[Records supplied]:

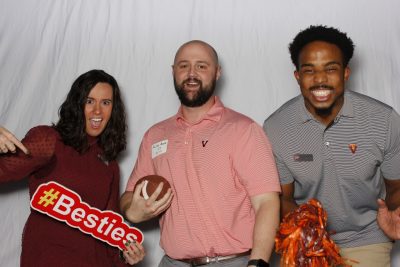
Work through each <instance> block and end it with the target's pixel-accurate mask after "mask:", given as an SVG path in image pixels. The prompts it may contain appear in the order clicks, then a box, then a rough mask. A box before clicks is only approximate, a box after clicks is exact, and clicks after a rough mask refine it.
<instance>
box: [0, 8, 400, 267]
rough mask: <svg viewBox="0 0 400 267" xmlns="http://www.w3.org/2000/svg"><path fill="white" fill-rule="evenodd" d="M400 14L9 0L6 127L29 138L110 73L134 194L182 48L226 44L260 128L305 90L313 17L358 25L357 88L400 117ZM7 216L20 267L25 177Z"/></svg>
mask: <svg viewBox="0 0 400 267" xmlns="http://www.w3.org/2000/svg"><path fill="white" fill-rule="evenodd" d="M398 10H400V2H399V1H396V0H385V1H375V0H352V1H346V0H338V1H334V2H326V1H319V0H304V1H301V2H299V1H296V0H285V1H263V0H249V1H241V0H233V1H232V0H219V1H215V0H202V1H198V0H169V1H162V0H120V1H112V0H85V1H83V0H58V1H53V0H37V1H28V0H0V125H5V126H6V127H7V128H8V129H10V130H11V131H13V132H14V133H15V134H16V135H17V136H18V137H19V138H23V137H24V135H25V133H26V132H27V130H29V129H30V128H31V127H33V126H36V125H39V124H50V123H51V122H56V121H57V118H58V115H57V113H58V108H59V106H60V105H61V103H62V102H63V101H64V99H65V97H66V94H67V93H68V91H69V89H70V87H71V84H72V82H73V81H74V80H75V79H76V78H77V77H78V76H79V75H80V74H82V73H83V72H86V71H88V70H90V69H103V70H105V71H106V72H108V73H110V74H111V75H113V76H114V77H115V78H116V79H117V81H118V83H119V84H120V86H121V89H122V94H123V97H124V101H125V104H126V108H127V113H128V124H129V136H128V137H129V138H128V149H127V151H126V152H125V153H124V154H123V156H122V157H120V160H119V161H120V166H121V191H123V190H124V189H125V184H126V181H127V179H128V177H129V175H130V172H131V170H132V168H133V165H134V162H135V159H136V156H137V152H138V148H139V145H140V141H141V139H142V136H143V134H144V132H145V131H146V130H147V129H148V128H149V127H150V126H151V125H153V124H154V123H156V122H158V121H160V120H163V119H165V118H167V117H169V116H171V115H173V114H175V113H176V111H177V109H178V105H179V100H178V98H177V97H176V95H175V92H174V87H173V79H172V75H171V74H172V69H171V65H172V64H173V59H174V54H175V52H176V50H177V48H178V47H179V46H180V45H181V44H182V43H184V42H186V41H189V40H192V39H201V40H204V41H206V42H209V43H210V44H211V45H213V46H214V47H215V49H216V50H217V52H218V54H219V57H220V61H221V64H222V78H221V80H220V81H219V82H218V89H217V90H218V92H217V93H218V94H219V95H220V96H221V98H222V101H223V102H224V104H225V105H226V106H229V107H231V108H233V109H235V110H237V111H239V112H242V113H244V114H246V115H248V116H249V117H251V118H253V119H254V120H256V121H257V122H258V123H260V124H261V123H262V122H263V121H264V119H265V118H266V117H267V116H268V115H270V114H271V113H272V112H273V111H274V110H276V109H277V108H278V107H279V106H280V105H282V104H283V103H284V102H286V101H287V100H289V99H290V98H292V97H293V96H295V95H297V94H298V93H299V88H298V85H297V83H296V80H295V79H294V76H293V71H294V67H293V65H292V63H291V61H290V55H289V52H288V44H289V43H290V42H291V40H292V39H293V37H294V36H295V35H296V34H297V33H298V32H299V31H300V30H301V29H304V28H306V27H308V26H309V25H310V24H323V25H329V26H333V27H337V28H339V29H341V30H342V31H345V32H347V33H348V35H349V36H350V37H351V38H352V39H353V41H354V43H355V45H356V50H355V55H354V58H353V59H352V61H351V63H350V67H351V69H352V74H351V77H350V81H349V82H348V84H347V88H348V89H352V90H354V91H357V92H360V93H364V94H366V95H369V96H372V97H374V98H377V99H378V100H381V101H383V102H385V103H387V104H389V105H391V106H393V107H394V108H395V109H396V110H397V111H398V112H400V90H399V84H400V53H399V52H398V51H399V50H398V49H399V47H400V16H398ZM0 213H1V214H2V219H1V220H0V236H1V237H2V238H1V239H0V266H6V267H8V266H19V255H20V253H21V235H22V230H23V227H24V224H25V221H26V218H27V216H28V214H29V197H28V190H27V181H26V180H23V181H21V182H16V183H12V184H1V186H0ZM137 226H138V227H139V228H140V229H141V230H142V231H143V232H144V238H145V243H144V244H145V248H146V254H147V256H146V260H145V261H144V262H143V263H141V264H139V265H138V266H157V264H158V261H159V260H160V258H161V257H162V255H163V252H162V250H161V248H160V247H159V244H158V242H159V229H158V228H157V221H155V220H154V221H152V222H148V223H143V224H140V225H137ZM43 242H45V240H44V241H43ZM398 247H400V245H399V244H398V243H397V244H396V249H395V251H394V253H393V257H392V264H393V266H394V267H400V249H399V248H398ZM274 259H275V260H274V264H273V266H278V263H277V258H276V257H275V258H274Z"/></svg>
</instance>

[Your task]: Return the listing above unchanged, apart from dropping its pictures.

[Exercise result]:
Work through each <instance> block and end it with the target's pixel-accurate mask after "mask:", given as an SVG path in image pixels. The prompts it may contain appear in the order clicks, then a box, then a rough mask. A box before clicks is only approximate, a box after clicks is exact, and clicks after a rough mask refine it.
<instance>
box: [0, 8, 400, 267]
rough mask: <svg viewBox="0 0 400 267" xmlns="http://www.w3.org/2000/svg"><path fill="white" fill-rule="evenodd" d="M400 14L9 0L6 127L29 138L110 73L134 194L182 48L226 44L260 128L305 90L313 17L358 25L357 88L400 117ZM7 216L20 267L25 177Z"/></svg>
mask: <svg viewBox="0 0 400 267" xmlns="http://www.w3.org/2000/svg"><path fill="white" fill-rule="evenodd" d="M398 10H400V2H399V1H396V0H385V1H375V0H352V1H346V0H338V1H334V2H326V1H319V0H304V1H301V2H299V1H296V0H285V1H263V0H249V1H241V0H233V1H232V0H219V1H215V0H202V1H198V0H169V1H162V0H120V1H112V0H85V1H83V0H58V1H53V0H37V1H28V0H0V125H5V126H6V127H7V128H8V129H10V130H11V131H13V132H14V133H15V134H16V135H17V136H18V137H19V138H23V137H24V135H25V133H26V132H27V130H29V129H30V128H31V127H33V126H36V125H39V124H50V123H51V122H56V121H57V118H58V115H57V113H58V108H59V106H60V105H61V103H62V102H63V101H64V99H65V97H66V94H67V93H68V91H69V89H70V87H71V84H72V82H73V81H74V80H75V79H76V78H77V77H78V76H79V75H80V74H82V73H83V72H86V71H88V70H90V69H103V70H105V71H106V72H108V73H110V74H111V75H113V76H114V77H115V78H116V79H117V81H118V83H119V84H120V86H121V89H122V94H123V97H124V101H125V104H126V108H127V113H128V124H129V136H128V137H129V138H128V149H127V151H126V152H125V153H124V154H123V156H122V157H120V160H119V161H120V166H121V191H123V190H124V189H125V184H126V181H127V179H128V177H129V175H130V172H131V170H132V168H133V165H134V162H135V159H136V156H137V152H138V148H139V145H140V141H141V139H142V136H143V134H144V132H145V131H146V130H147V129H148V128H149V127H150V126H151V125H153V124H154V123H156V122H158V121H160V120H163V119H165V118H167V117H169V116H171V115H173V114H175V113H176V111H177V109H178V105H179V100H178V98H177V97H176V95H175V92H174V87H173V79H172V75H171V74H172V69H171V65H172V64H173V59H174V54H175V52H176V50H177V48H178V47H179V46H180V45H181V44H182V43H184V42H186V41H189V40H192V39H201V40H204V41H206V42H209V43H210V44H211V45H213V46H214V47H215V49H216V50H217V52H218V54H219V57H220V61H221V64H222V78H221V80H220V81H219V82H218V89H217V90H218V92H217V93H218V94H219V95H220V96H221V98H222V101H223V102H224V104H225V105H226V106H229V107H231V108H233V109H235V110H237V111H239V112H242V113H244V114H246V115H248V116H249V117H251V118H253V119H254V120H256V121H257V122H258V123H260V124H261V123H262V122H263V121H264V119H265V118H266V117H267V116H268V115H270V114H271V113H272V112H273V111H274V110H276V109H277V108H278V107H279V106H280V105H282V104H283V103H284V102H286V101H287V100H289V99H290V98H292V97H293V96H295V95H297V94H298V93H299V88H298V85H297V83H296V80H295V79H294V76H293V71H294V67H293V65H292V63H291V61H290V55H289V52H288V44H289V43H290V42H291V40H292V39H293V37H294V36H295V35H296V34H297V33H298V32H299V31H300V30H301V29H304V28H306V27H308V26H309V25H310V24H323V25H329V26H333V27H337V28H339V29H341V30H342V31H345V32H347V33H348V35H349V36H350V37H351V38H352V39H353V41H354V43H355V45H356V50H355V55H354V58H353V59H352V61H351V63H350V67H351V69H352V74H351V77H350V81H349V82H348V84H347V88H348V89H352V90H354V91H357V92H360V93H364V94H366V95H369V96H372V97H374V98H377V99H378V100H381V101H383V102H385V103H387V104H389V105H391V106H393V107H394V108H395V109H396V110H397V111H398V112H400V90H399V84H400V53H399V52H398V51H399V50H398V49H399V47H400V16H398ZM0 213H1V214H2V219H1V220H0V236H1V237H2V238H1V239H0V266H6V267H8V266H19V255H20V253H21V235H22V230H23V227H24V224H25V221H26V218H27V216H28V214H29V197H28V190H27V181H26V180H23V181H21V182H16V183H12V184H1V186H0ZM137 226H138V227H139V228H140V229H141V230H142V231H143V232H144V238H145V243H144V244H145V248H146V254H147V256H146V260H145V261H144V262H143V263H141V264H139V265H138V266H157V264H158V261H159V260H160V258H161V257H162V255H163V252H162V250H161V248H160V247H159V244H158V242H159V229H158V228H157V221H155V220H154V221H152V222H148V223H143V224H140V225H137ZM43 242H45V240H44V241H43ZM398 247H400V245H399V244H398V243H397V244H396V249H395V251H394V253H393V257H392V264H393V266H394V267H400V249H399V248H398ZM274 259H275V260H274V264H273V266H278V263H277V258H276V257H275V258H274Z"/></svg>
</instance>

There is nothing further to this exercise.